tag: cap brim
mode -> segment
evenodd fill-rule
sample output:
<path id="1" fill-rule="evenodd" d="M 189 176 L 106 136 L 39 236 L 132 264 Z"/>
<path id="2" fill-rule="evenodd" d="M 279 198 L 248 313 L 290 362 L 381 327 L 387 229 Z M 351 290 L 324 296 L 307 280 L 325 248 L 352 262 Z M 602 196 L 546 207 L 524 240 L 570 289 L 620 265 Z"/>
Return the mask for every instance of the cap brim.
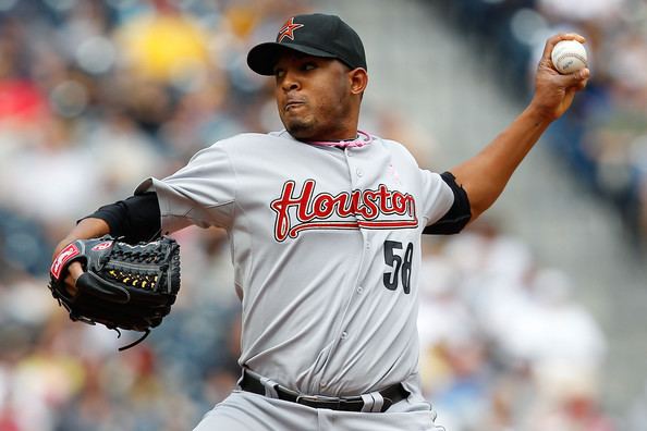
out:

:::::

=== What is asked ===
Rewrite each line of the material above as a numbered list, skipping blank lines and omitting the picture.

=== The response ===
1. tag: cap brim
2. mode -> segment
3. evenodd fill-rule
4. sample output:
5. <path id="1" fill-rule="evenodd" d="M 189 176 L 106 136 L 39 236 L 132 264 Z"/>
6. <path id="2" fill-rule="evenodd" d="M 279 198 L 248 313 L 290 362 L 381 327 L 387 229 Z M 351 290 L 324 296 L 307 280 L 325 248 L 352 262 Z M 602 196 L 546 207 L 524 240 L 570 289 L 620 265 Z"/>
7. Return the mask for every instance of the cap brim.
8. out:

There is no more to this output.